### Data for the task ###

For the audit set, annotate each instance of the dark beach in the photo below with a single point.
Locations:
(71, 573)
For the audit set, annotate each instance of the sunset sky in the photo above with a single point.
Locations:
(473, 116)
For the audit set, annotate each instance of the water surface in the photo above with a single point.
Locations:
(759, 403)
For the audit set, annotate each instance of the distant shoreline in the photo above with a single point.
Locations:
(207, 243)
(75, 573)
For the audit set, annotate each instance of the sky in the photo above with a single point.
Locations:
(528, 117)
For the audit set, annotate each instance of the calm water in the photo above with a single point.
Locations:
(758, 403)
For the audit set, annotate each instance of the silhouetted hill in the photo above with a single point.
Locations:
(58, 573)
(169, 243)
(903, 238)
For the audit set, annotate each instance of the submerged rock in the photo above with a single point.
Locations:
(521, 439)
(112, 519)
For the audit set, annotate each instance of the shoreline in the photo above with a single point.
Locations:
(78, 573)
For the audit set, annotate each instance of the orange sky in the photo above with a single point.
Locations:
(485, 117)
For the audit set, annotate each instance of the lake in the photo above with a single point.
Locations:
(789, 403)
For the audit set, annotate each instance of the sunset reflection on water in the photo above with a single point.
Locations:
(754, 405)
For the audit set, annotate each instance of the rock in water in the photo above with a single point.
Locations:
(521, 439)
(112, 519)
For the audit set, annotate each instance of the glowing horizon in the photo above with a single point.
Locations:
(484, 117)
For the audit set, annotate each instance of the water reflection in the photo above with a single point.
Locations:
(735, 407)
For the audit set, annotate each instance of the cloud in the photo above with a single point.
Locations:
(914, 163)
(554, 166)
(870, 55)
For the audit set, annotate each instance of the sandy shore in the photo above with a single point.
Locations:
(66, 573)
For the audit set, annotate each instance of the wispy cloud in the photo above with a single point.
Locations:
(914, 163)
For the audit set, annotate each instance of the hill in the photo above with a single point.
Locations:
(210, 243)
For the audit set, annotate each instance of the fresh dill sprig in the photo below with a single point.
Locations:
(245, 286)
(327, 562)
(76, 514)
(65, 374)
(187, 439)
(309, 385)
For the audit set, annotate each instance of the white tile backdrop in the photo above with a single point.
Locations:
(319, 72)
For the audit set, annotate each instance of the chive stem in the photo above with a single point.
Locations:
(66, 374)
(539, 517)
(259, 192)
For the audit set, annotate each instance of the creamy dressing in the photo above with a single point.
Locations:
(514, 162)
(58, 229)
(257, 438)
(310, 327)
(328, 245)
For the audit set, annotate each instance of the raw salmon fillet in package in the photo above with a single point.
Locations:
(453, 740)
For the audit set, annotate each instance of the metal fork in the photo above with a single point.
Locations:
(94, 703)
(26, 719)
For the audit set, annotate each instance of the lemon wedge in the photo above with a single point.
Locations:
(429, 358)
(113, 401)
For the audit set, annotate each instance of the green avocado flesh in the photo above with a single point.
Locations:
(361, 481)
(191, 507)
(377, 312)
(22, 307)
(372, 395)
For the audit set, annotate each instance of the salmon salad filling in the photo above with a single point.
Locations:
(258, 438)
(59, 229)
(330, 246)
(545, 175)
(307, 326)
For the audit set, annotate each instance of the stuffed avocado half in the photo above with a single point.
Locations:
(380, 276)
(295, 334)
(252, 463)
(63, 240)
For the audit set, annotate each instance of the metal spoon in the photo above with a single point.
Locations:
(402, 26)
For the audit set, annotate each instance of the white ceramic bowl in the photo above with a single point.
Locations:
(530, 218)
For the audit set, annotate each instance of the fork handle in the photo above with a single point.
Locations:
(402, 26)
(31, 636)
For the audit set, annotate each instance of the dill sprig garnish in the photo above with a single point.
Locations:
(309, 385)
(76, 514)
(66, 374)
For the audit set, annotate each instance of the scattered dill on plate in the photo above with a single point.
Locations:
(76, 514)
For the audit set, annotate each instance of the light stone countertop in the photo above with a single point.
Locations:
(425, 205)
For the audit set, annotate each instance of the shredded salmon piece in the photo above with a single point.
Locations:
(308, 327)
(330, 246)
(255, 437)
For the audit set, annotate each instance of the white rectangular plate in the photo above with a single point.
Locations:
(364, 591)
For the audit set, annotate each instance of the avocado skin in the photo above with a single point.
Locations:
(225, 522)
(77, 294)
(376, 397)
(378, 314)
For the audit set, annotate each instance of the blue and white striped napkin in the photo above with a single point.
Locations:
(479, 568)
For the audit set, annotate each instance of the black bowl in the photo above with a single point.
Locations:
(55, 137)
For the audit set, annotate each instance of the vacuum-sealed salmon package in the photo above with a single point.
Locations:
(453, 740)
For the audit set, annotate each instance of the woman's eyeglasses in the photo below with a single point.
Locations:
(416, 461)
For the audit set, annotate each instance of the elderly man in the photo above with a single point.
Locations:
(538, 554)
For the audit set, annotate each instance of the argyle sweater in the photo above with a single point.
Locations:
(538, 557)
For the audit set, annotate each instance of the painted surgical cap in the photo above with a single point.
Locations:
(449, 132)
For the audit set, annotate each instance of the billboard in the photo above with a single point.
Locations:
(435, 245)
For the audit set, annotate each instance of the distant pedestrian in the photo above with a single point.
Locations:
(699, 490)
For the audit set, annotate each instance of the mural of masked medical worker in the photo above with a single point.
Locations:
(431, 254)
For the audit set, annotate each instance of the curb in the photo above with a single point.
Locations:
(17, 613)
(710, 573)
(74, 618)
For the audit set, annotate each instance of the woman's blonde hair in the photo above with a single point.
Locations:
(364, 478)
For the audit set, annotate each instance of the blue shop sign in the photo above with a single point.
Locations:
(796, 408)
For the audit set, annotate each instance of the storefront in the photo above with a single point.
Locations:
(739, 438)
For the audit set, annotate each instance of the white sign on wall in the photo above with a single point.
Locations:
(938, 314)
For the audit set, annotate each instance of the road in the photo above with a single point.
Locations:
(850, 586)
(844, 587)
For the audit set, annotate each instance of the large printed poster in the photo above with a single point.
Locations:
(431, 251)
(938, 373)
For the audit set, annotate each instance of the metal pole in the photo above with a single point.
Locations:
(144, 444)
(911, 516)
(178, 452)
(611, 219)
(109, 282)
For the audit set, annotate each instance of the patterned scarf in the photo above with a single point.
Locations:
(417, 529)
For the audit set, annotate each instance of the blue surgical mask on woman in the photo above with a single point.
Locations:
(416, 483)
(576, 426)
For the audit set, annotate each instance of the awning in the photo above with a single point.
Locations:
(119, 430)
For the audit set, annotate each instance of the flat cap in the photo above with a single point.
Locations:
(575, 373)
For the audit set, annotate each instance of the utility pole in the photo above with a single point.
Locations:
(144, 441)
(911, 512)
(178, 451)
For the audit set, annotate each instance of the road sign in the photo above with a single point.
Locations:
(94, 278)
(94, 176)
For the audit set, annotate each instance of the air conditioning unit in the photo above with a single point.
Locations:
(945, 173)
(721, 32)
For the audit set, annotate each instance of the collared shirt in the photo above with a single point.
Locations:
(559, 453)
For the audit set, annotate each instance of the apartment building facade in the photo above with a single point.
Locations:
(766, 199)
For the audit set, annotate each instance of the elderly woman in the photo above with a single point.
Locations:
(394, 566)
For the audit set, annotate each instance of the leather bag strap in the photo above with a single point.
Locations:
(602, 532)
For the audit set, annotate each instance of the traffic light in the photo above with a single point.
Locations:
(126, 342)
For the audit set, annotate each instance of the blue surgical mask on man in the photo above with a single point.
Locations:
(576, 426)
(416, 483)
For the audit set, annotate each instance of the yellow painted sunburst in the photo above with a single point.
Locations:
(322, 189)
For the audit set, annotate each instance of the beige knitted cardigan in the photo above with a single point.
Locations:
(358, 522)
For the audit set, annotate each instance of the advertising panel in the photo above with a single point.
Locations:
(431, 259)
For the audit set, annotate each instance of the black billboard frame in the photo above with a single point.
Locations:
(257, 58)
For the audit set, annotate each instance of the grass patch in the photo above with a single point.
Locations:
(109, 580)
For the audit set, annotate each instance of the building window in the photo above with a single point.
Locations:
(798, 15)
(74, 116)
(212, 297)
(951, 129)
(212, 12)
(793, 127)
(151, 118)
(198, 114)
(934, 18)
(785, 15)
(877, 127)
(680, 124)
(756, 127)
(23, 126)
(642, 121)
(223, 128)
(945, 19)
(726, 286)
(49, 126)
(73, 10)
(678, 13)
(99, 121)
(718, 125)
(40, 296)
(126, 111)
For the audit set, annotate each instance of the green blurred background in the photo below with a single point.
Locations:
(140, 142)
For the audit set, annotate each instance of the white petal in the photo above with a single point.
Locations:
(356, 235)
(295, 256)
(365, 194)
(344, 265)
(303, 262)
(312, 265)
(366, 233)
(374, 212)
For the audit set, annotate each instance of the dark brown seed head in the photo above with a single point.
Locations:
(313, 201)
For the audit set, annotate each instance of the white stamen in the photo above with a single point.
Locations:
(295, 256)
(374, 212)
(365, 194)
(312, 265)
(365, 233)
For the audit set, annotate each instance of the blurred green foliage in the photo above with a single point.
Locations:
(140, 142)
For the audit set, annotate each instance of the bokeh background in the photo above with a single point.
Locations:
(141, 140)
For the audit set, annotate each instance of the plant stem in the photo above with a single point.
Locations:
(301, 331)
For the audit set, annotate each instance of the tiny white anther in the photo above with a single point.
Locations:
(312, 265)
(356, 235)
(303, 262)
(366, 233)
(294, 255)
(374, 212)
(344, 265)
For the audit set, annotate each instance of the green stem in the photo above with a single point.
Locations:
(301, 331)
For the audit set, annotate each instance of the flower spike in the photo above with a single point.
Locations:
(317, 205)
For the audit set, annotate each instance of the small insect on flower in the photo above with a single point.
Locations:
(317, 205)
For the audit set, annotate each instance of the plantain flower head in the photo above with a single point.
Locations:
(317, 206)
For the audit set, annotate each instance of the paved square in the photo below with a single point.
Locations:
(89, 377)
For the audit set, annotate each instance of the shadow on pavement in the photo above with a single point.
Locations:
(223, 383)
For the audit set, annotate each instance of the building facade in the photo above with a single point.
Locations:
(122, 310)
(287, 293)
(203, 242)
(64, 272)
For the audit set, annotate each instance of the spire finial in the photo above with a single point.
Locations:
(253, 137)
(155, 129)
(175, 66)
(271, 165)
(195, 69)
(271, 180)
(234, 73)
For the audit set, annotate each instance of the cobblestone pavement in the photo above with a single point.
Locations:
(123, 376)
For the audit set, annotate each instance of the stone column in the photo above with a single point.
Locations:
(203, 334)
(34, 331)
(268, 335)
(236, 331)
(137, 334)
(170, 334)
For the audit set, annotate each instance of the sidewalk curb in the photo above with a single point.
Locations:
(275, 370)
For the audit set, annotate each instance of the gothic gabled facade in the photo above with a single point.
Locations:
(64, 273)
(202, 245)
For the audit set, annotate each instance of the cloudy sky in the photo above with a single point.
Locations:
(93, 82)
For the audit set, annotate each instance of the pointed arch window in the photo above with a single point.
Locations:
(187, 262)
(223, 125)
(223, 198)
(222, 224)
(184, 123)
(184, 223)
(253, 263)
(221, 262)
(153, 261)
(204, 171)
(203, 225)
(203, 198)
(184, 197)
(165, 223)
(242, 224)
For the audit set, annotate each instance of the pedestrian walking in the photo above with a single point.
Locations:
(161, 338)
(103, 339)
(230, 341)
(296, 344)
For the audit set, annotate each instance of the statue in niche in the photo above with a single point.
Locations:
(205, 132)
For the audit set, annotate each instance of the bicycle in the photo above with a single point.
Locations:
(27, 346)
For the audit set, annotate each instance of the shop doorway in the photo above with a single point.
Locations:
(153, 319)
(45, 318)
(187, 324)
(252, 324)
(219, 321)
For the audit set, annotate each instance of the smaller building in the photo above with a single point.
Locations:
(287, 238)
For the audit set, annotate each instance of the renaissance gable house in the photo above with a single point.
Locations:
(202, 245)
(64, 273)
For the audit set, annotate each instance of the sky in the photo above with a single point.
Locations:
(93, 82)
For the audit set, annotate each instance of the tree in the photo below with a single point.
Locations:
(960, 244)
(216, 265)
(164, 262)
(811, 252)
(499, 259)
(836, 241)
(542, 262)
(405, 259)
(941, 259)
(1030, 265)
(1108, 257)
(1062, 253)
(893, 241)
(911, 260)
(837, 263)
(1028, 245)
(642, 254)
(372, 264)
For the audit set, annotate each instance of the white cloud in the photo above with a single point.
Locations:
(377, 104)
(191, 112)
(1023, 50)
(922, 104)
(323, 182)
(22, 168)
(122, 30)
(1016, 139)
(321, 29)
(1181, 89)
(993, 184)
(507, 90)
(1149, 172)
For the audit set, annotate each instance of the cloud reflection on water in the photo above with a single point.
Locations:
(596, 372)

###

Work order: Pull out the lines above in which the word "dark" appears.

Exercise output:
For the audit set, annotate each instance of the dark beach in the photo below with a single point.
For the audit set, annotate each instance of the dark brown seed head in the photo above with a single point.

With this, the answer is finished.